TEXT PASSAGE
Democratic
base needs anger management
July 2, 2003
Are Democrats too angry
(and too liberal) to win back the presidency in 2004? As my old
8-ball used to divine, "Signs point to yes."
I cite the recent successes
of far-left candidate Howard Dean in his quest for the nomination,
which many originally dismissed as quixotic. Dean handily won
an online primary conducted by MoveOn.org with nearly 44 percent
of the vote, and even more ultra-liberal Congressman Dennis Kucinich
garnered almost 24 percent.
Dismiss this if you
choose as an unscientific sampling, but then how do you explain
Dean's raising over $6 million in the second quarter of this year,
$2.8 million of which came in during the last eight days of the
quarter? We are talking here, folks, about the Sean Penn/Alec
Baldwin/Susan Sarandon wing of the party -- and it is obviously
energized by Dr. Dean's message.
What is his message?
Well, it's certainly not that he can lead us better in the war
on terror than President Bush. It's not that he can provide better
homeland security for the American people. It's not that he can
restore a healthier level of growth to the economy.
It's not even that
Bush is incompetent and that he can do better. No, his rallying
cry is that Bush is a crooked, power-mad, unilateralist, neoconservative
imperialist bent on manipulating the country into supporting his
globalist designs. This preposterous mantra is what ignites the
party's liberal base -- and boy, is it liberal. So liberal that
it can't see past its own passions to rein itself into contention.
So consumed is the
base by its hatred for Bush that it is fabricating WMD conspiracy
theories to discredit him and even believes its own lies.
"Ah, yes, Limbaugh,"
you say, "but you have no room to talk. Look at the political
right's animosity toward Clinton." Touche! However, I'm not
playing the blame game here, merely analyzing the situation on
the ground, as they say. Were I headed in that direction I would
tell you that at least the right's revulsion toward Clinton was
grounded in reality -- based on their repeated observations of
his pathological prevarication and his consummate remorselessness
about it.
But the point here
is not that Bush-bashers are worse than the Clinton-bashers were.
It's that the Bush-bashers are equally fixated and politically
self-destructive, which makes the Democrats' already formidable
task of unseating Bush that much more difficult.

Dataset entries
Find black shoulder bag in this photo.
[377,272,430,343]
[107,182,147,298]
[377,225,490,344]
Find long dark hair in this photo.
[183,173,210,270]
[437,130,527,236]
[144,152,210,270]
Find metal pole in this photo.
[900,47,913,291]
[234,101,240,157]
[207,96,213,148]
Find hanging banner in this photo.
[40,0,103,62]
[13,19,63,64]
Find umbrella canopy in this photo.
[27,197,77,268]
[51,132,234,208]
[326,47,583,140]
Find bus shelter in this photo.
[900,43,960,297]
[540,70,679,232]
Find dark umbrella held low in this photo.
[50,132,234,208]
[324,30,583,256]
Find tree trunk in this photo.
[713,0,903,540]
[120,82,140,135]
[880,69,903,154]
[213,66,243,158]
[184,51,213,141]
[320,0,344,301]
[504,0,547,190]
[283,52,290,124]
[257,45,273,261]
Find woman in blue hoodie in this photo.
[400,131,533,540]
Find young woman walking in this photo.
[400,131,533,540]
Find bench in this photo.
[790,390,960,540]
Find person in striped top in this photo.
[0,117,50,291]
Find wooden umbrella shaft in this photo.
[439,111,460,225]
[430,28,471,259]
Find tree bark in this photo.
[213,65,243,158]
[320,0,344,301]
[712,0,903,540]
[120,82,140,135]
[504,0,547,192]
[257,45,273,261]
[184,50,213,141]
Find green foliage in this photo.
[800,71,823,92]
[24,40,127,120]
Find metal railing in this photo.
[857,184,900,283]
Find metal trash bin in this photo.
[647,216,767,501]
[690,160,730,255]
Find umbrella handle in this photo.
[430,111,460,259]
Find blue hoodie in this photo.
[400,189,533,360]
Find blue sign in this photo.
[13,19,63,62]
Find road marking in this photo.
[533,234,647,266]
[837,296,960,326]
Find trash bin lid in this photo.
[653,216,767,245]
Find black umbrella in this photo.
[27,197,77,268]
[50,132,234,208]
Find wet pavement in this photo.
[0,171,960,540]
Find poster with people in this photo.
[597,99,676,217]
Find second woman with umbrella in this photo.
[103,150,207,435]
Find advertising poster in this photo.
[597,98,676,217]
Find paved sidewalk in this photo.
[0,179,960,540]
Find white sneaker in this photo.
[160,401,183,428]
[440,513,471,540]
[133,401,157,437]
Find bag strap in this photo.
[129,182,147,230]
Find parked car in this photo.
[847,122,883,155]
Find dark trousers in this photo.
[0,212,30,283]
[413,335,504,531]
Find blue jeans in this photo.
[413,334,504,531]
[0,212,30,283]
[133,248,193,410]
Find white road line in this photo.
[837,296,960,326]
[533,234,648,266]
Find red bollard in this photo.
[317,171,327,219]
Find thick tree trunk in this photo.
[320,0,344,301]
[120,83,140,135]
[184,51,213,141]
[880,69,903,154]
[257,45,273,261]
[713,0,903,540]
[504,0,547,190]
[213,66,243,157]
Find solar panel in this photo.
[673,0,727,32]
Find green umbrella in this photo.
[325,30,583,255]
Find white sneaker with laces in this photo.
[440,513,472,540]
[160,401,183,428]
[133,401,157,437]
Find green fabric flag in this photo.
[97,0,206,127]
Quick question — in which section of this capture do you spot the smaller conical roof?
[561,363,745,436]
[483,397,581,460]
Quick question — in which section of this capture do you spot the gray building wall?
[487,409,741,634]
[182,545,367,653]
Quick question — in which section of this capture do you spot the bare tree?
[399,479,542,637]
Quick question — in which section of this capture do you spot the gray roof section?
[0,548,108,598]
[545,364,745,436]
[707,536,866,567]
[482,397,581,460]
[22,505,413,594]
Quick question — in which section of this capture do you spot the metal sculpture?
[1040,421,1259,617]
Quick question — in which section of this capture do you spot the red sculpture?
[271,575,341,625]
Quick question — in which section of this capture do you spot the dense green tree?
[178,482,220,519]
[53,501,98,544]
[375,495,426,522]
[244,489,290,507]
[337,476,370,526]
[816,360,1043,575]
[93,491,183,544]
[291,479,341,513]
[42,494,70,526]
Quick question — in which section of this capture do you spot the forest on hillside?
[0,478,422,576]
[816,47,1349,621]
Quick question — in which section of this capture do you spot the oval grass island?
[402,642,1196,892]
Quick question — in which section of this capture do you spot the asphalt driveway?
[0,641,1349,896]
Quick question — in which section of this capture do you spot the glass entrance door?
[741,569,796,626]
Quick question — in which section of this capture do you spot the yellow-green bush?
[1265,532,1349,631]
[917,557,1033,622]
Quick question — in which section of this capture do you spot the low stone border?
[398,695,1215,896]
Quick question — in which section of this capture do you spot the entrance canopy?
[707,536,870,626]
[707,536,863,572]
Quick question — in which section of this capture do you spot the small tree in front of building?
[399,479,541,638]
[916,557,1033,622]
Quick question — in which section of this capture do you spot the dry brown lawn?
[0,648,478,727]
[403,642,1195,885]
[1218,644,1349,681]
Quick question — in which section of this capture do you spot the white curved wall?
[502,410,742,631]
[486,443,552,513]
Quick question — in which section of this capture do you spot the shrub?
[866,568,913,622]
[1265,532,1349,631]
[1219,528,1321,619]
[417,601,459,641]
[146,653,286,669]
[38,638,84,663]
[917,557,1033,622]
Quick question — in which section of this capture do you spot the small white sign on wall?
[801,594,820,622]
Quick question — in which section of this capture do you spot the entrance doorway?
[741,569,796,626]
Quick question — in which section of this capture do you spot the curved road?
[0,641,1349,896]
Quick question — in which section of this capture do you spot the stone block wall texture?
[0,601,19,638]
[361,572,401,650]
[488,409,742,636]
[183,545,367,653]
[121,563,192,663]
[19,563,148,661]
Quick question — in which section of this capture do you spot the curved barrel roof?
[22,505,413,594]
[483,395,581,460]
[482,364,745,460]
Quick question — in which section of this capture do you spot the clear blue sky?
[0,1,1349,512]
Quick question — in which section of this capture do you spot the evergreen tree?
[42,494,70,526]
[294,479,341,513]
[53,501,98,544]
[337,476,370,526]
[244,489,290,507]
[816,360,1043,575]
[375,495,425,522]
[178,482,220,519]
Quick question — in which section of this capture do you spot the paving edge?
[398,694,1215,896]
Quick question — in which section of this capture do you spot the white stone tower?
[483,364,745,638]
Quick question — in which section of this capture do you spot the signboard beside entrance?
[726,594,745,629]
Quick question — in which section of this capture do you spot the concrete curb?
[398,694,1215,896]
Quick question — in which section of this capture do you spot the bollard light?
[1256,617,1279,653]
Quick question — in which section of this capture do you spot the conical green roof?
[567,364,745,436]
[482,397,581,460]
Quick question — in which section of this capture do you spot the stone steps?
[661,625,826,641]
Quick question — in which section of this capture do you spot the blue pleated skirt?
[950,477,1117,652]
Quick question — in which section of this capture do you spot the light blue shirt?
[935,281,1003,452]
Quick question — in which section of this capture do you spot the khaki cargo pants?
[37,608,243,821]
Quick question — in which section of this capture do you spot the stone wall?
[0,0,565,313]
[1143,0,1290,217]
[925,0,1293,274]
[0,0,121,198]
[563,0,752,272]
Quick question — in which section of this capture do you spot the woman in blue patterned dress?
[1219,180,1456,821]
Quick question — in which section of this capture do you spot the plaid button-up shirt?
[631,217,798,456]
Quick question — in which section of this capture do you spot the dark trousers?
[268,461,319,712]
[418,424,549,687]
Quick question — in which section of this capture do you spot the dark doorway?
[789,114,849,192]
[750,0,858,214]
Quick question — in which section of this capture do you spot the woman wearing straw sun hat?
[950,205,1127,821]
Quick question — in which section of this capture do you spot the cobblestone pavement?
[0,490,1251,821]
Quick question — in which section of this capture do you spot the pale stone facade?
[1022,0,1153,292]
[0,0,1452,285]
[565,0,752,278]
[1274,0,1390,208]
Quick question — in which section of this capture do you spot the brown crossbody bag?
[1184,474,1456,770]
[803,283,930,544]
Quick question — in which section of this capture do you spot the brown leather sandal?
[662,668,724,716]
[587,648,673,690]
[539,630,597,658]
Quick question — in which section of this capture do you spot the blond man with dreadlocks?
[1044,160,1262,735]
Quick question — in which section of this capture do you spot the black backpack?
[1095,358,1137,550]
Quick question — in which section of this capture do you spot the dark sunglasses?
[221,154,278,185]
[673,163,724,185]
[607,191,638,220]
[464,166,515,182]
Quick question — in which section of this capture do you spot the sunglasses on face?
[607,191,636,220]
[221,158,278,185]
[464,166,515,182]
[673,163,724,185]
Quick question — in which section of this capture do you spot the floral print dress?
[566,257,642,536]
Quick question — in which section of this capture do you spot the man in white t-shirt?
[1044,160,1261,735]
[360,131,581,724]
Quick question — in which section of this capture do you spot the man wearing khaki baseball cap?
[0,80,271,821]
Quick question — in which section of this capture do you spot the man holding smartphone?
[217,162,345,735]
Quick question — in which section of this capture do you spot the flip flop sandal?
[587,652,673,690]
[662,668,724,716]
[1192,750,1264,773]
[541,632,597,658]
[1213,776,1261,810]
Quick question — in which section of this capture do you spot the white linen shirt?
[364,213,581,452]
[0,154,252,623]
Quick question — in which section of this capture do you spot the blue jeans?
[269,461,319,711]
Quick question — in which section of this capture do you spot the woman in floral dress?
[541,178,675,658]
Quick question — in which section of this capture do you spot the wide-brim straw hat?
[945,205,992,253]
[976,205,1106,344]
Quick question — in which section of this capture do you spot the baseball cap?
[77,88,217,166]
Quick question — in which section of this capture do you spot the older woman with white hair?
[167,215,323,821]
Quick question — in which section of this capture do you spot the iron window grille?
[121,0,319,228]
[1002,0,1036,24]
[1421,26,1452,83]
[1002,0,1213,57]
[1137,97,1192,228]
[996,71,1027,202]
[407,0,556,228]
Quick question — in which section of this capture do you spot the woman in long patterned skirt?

WHAT NEEDS TO BE DONE
List every person the column on the Democratic base mentions by name.

TASK SOLUTION
Howard Dean, Dennis Kucinich, Sean Penn, Alec Baldwin, Susan Sarandon, President Bush, Clinton, Limbaugh